Scan the lines below for "door"; report the number of lines that contain it, and only that.
━━━━━ Task data
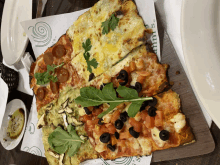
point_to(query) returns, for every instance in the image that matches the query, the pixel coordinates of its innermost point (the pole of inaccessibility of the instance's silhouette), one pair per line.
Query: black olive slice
(123, 83)
(91, 76)
(133, 132)
(123, 75)
(111, 147)
(143, 106)
(119, 124)
(138, 87)
(101, 87)
(132, 87)
(96, 107)
(117, 95)
(116, 135)
(152, 111)
(164, 135)
(105, 138)
(152, 102)
(88, 112)
(123, 116)
(100, 121)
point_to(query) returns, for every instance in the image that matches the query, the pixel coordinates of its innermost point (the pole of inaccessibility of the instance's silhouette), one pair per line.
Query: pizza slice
(158, 125)
(100, 50)
(60, 115)
(140, 70)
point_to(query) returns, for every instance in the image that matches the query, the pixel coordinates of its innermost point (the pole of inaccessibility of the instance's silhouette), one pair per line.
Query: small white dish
(11, 107)
(13, 39)
(200, 30)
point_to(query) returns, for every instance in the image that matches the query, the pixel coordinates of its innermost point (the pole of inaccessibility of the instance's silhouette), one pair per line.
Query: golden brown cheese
(53, 120)
(149, 140)
(109, 48)
(137, 62)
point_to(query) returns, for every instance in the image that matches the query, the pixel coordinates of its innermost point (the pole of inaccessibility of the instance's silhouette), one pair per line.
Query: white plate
(11, 107)
(13, 39)
(200, 28)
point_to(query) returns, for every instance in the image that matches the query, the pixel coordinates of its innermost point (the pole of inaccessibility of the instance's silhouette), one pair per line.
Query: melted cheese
(155, 135)
(145, 145)
(179, 122)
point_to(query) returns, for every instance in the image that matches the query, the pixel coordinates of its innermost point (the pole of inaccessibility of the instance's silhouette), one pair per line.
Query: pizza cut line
(101, 93)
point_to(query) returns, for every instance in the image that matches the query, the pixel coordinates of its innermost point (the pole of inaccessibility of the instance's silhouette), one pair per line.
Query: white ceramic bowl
(200, 28)
(11, 107)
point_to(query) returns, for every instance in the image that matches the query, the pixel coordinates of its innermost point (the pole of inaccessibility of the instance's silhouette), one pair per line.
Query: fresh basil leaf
(90, 96)
(134, 108)
(60, 141)
(105, 26)
(87, 46)
(112, 106)
(111, 23)
(114, 22)
(109, 92)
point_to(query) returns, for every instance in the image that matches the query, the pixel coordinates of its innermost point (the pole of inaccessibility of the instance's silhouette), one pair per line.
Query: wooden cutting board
(204, 142)
(190, 107)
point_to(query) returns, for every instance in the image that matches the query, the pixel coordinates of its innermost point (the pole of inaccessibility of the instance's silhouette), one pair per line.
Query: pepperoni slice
(62, 75)
(59, 51)
(41, 92)
(48, 58)
(54, 86)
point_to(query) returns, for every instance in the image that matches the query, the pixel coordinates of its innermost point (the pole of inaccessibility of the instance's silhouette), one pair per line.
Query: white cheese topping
(134, 76)
(155, 135)
(179, 121)
(145, 145)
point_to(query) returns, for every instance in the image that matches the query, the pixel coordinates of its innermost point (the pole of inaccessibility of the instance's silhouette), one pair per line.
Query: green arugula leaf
(60, 140)
(87, 46)
(114, 22)
(111, 23)
(105, 26)
(46, 77)
(90, 96)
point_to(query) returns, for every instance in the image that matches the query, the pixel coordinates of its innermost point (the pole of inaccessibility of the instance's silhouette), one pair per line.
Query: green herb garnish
(90, 96)
(46, 77)
(60, 140)
(111, 23)
(87, 46)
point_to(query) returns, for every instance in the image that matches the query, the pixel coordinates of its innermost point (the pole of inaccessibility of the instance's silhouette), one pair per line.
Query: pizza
(101, 93)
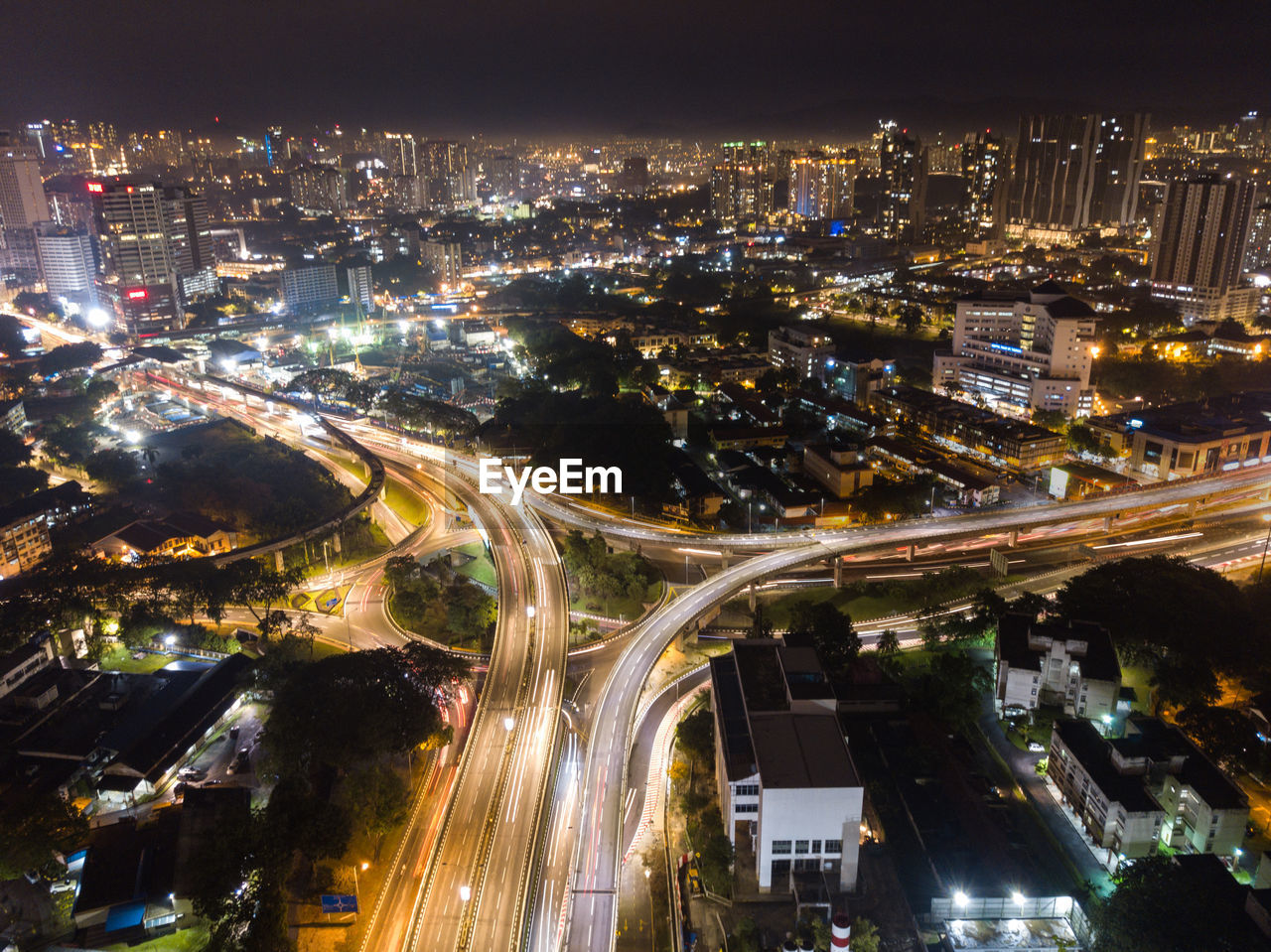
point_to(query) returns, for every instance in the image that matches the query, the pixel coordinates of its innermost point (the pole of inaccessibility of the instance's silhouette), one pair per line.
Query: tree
(695, 734)
(865, 935)
(33, 829)
(377, 799)
(69, 356)
(830, 631)
(114, 468)
(1162, 906)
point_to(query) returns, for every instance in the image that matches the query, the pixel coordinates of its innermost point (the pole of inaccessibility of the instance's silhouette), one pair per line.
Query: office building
(1029, 351)
(309, 288)
(904, 181)
(741, 186)
(803, 352)
(1070, 666)
(318, 190)
(1185, 440)
(446, 263)
(1148, 789)
(969, 430)
(820, 186)
(781, 764)
(402, 154)
(1257, 249)
(986, 173)
(1075, 172)
(68, 262)
(1199, 250)
(361, 290)
(23, 206)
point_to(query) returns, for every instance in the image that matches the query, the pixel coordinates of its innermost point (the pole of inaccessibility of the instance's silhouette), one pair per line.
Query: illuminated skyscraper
(821, 186)
(1075, 172)
(986, 169)
(1198, 253)
(741, 187)
(904, 171)
(22, 206)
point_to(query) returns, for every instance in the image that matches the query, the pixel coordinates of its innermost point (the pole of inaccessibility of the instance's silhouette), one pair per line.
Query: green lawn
(622, 607)
(185, 941)
(480, 567)
(119, 658)
(405, 503)
(859, 609)
(353, 467)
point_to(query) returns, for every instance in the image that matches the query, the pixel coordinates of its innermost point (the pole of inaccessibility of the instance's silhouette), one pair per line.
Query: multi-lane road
(494, 867)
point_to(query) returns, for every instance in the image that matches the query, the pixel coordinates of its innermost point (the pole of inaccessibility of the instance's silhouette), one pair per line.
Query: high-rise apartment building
(22, 206)
(314, 286)
(741, 187)
(986, 171)
(446, 262)
(157, 250)
(318, 190)
(821, 186)
(904, 173)
(1027, 352)
(1199, 250)
(68, 262)
(361, 290)
(1075, 172)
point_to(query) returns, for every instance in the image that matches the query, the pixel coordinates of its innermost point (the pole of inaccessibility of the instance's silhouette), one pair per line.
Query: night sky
(659, 67)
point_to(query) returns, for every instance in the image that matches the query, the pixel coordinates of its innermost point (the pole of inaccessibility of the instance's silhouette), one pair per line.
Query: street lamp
(647, 875)
(1266, 517)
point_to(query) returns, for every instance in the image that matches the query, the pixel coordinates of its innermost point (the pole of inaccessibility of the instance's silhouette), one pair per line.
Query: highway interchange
(517, 833)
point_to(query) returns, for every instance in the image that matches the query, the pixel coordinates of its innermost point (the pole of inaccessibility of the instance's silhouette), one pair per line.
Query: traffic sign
(340, 903)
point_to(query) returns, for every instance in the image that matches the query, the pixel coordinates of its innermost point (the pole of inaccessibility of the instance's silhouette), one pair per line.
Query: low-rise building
(1072, 666)
(1148, 789)
(785, 778)
(839, 467)
(970, 430)
(806, 353)
(1192, 439)
(180, 535)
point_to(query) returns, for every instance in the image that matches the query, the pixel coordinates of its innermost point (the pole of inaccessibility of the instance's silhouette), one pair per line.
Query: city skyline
(686, 70)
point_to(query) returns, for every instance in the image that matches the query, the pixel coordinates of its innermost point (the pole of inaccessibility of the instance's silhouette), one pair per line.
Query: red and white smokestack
(840, 933)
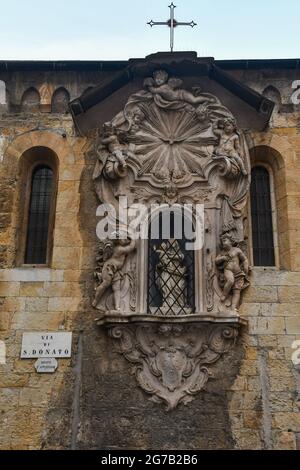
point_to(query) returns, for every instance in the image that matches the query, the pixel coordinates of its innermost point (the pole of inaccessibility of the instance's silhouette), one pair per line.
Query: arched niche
(60, 101)
(36, 166)
(272, 160)
(31, 100)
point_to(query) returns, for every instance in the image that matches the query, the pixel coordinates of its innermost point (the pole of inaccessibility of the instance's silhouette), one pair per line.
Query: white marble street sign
(46, 366)
(35, 345)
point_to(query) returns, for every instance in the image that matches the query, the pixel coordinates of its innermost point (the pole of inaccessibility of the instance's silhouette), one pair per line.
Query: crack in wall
(265, 396)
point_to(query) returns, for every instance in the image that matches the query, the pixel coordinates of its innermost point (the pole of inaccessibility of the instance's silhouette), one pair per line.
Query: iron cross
(172, 23)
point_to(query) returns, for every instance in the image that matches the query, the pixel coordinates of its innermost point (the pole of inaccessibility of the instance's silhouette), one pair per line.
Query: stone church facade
(173, 347)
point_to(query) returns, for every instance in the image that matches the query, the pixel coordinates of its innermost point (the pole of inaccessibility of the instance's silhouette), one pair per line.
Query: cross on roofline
(172, 23)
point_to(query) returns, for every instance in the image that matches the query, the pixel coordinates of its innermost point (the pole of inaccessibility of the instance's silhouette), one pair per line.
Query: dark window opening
(171, 267)
(41, 197)
(261, 214)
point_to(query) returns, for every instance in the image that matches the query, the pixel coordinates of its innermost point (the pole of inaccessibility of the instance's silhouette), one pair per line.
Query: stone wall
(92, 401)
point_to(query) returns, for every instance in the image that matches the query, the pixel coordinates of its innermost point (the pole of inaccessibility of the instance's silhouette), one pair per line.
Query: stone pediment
(91, 110)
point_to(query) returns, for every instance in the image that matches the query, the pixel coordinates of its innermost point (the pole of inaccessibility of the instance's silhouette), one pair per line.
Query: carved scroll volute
(170, 361)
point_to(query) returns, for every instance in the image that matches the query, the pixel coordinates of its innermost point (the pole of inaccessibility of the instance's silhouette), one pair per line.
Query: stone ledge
(31, 274)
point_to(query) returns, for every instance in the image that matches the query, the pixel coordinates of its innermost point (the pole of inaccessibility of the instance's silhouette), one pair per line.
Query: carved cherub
(114, 257)
(229, 144)
(234, 268)
(111, 140)
(169, 89)
(135, 117)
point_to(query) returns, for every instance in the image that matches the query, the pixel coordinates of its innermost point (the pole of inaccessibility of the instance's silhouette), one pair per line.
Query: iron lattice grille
(39, 215)
(261, 214)
(171, 275)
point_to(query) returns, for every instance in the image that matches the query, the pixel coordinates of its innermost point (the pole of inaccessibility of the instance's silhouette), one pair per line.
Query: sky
(117, 29)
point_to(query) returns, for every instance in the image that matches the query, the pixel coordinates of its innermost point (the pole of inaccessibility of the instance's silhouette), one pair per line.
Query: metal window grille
(261, 213)
(175, 296)
(39, 216)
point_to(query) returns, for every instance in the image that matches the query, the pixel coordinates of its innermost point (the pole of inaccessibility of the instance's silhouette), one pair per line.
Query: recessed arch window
(60, 101)
(38, 199)
(262, 217)
(171, 264)
(41, 195)
(31, 100)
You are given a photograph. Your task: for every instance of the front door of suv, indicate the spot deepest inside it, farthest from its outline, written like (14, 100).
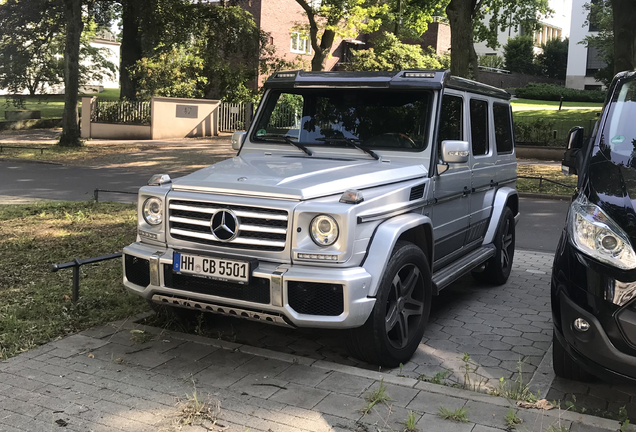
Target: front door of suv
━━━━━━━━━━
* **Written reply**
2